Insidiados por la pérdida del “sentido del pecado”, a veces tentados por alguna ilusión poco cristiana de impecabilidad, los hombres de hoy tienen necesidad devolver a escuchar la advertencia de san Juan: "Si dijéramos que no tenemos pecado, nos engañaríamos a nosotros mismos y la verdad no estaría en nosotros" (1Jn 1,8). Sin embargo los hombres de hoy pueden sentirse aliviados por la promesa divina que los abre a la esperanza de la plena reconciliación. "Sí, el Señor es rico en misericordia"; "El Señor es misericordia".
Suscitar en el corazón del hombre la conversión y la penitencia y ofrecerle el don de la reconciliación es la misión connatural de la Iglesia, continuadora de la obra redentora de su divino Fundador.
Para una sabia catequesis sobre la conciencia se pueden encontrar preciosas indicaciones tanto en los doctores de la Iglesia, como en la teología del Concilio Vaticano II, especialmente en los documentos sobre la Iglesia en el mundo actual y sobre la libertad religiosa. La Iglesia no puede omitir una constante catequesis sobre lo que el lenguaje cristiano tradicional designa como los cuatro novísimos del hombre: muerte, juicio (particular y universal), infierno y gloria. Solamente en esta visión escatológica se puede tener la medida exacta del pecado y sentirse impulsados decididamente a la penitencia y a la reconciliación.
----------
■ TAREAS REQUERIDAS
A: Cita del texto todo lo que va desde "Para una sabia" hasta "a la reconciliación.".
B: Responde con base en el texto:
(i) ¿Cuál es la misión connatural de la Iglesia?
(ii) ¿Cuáles son los cuatro novísimos del hombre que se nombran?
(iii) ¿En qué documentos del Concilio Vaticano II se hallan especialmente indicaciones para la catequesis sobre la conciencia?
Los registros no tienen ningún papel en lo que se pide aquí.

■ REGISTROS PROPORCIONADOS
----------
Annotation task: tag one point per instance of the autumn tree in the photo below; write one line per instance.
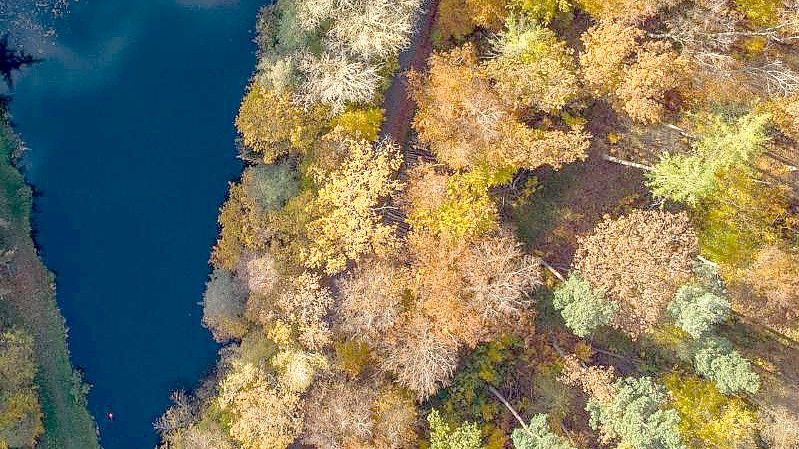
(334, 78)
(636, 76)
(499, 277)
(451, 206)
(346, 412)
(330, 53)
(371, 299)
(372, 29)
(583, 308)
(467, 124)
(242, 230)
(271, 125)
(421, 358)
(624, 11)
(223, 306)
(532, 68)
(708, 418)
(447, 436)
(339, 414)
(538, 436)
(472, 289)
(458, 18)
(639, 260)
(303, 305)
(264, 415)
(348, 203)
(545, 11)
(724, 144)
(773, 278)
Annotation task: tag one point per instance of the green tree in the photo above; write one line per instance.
----------
■ CONJUNTO DE RESPUESTAS
A:
Para una sabia catequesis sobre la conciencia se pueden encontrar preciosas indicaciones tanto en los doctores de la Iglesia, como en la teología del Concilio Vaticano II, especialmente en los documentos sobre la Iglesia en el mundo actual y sobre la libertad religiosa. La Iglesia no puede omitir una constante catequesis sobre lo que el lenguaje cristiano tradicional designa como los cuatro novísimos del hombre: muerte, juicio (particular y universal), infierno y gloria. Solamente en esta visión escatológica se puede tener la medida exacta del pecado y sentirse impulsados decididamente a la penitencia y a la reconciliación.

B:
(i) Suscitar en el corazón del hombre la conversión y la penitencia y ofrecerle el don de la reconciliación.
(ii) Muerte, juicio (particular y universal), infierno y gloria.
(iii) En los documentos sobre la Iglesia en el mundo actual y sobre la libertad religiosa.